> [WHAT IS REQUIRED]: The records should be written out in full, with nothing altered.

> [DATA FOR THIS TASK]:
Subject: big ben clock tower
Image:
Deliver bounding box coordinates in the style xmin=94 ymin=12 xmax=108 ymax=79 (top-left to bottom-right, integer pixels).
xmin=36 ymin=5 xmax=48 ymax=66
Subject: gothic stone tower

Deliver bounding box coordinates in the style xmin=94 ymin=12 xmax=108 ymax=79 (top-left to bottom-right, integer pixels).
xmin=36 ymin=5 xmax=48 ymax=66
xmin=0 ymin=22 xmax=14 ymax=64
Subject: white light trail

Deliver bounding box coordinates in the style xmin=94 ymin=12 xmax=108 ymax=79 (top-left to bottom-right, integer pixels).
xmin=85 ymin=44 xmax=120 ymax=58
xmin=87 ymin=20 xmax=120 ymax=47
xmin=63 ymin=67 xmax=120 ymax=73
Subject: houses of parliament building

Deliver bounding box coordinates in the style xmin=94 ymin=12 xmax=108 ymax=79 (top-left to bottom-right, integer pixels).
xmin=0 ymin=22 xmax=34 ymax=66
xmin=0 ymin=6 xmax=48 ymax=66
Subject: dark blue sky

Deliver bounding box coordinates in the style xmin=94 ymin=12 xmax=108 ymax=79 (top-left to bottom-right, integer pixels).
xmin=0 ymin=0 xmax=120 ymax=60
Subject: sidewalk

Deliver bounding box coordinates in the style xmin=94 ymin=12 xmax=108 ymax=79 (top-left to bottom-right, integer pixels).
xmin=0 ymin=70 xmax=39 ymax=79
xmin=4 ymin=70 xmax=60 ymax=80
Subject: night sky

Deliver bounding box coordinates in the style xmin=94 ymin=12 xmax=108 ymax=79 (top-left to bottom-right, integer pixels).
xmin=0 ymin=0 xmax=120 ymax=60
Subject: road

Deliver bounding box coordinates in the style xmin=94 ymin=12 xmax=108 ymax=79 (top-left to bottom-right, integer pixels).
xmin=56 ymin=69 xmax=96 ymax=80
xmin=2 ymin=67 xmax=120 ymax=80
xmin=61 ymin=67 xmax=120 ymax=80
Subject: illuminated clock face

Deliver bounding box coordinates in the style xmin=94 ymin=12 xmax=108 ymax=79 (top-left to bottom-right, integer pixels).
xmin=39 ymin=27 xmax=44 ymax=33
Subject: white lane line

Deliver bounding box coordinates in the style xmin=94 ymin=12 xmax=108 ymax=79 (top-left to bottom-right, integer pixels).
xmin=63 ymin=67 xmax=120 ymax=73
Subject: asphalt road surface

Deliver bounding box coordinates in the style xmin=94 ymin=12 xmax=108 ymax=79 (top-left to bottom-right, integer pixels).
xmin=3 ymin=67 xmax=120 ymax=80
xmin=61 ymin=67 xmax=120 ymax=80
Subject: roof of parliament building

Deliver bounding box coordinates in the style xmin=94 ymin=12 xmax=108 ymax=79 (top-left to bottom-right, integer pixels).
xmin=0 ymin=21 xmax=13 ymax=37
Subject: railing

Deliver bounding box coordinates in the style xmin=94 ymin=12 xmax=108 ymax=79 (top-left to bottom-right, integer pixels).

> [OUTPUT FOR THIS TASK]:
Subject: big ben clock tower
Image:
Deliver bounding box coordinates in the style xmin=94 ymin=12 xmax=108 ymax=79 (top-left to bottom-right, integer pixels).
xmin=36 ymin=5 xmax=48 ymax=66
Subject: gothic stone tower

Deliver bounding box coordinates in the style xmin=94 ymin=12 xmax=108 ymax=79 (top-left to bottom-right, integer pixels).
xmin=36 ymin=5 xmax=48 ymax=66
xmin=0 ymin=22 xmax=14 ymax=64
Subject: white light trail

Deliver bounding box coordinates in the style xmin=94 ymin=12 xmax=108 ymax=79 (top-left to bottom-right, integer pixels).
xmin=85 ymin=44 xmax=120 ymax=58
xmin=87 ymin=20 xmax=120 ymax=47
xmin=63 ymin=67 xmax=120 ymax=73
Subject: houses of parliament building

Deliver bounding box coordinates in the style xmin=94 ymin=12 xmax=108 ymax=79 (top-left to bottom-right, integer pixels).
xmin=0 ymin=22 xmax=34 ymax=66
xmin=0 ymin=6 xmax=48 ymax=66
Subject: dark blue sky

Deliver bounding box coordinates in the style xmin=94 ymin=12 xmax=108 ymax=79 (top-left to bottom-right, integer pixels).
xmin=0 ymin=0 xmax=120 ymax=60
Subject: sidewalk

Deliver bounding box coordinates in the style xmin=94 ymin=12 xmax=108 ymax=79 (top-left to bottom-right, integer pixels).
xmin=0 ymin=70 xmax=39 ymax=79
xmin=4 ymin=70 xmax=60 ymax=80
Subject: night sky

Deliver bounding box coordinates in the style xmin=94 ymin=12 xmax=108 ymax=79 (top-left to bottom-right, integer pixels).
xmin=0 ymin=0 xmax=120 ymax=60
Subject: road

Deliver bounding box coordinates in the style xmin=94 ymin=12 xmax=108 ymax=79 (top-left to bottom-right, integer pixels).
xmin=56 ymin=69 xmax=96 ymax=80
xmin=2 ymin=67 xmax=120 ymax=80
xmin=61 ymin=67 xmax=120 ymax=80
Subject: illuminated clock face

Deliver bounding box coordinates in the style xmin=94 ymin=12 xmax=108 ymax=79 (top-left to bottom-right, integer pixels).
xmin=39 ymin=27 xmax=44 ymax=33
Subject: white lane line

Deliver bounding box coordinates in the style xmin=94 ymin=12 xmax=108 ymax=79 (top-left to bottom-right, integer pixels).
xmin=63 ymin=67 xmax=120 ymax=73
Subject: asphalt road surface

Deliver bounding box coordinates in the style xmin=94 ymin=12 xmax=108 ymax=79 (top-left to bottom-right, integer pixels).
xmin=3 ymin=67 xmax=120 ymax=80
xmin=61 ymin=67 xmax=120 ymax=80
Subject: roof of parliament building

Deliver bounding box coordinates in the style xmin=94 ymin=12 xmax=108 ymax=79 (top-left to bottom-right, integer pixels).
xmin=0 ymin=21 xmax=13 ymax=37
Subject: railing

Deliver bounding box coordinates in the style xmin=94 ymin=12 xmax=108 ymax=79 (top-left to bottom-right, integer pixels).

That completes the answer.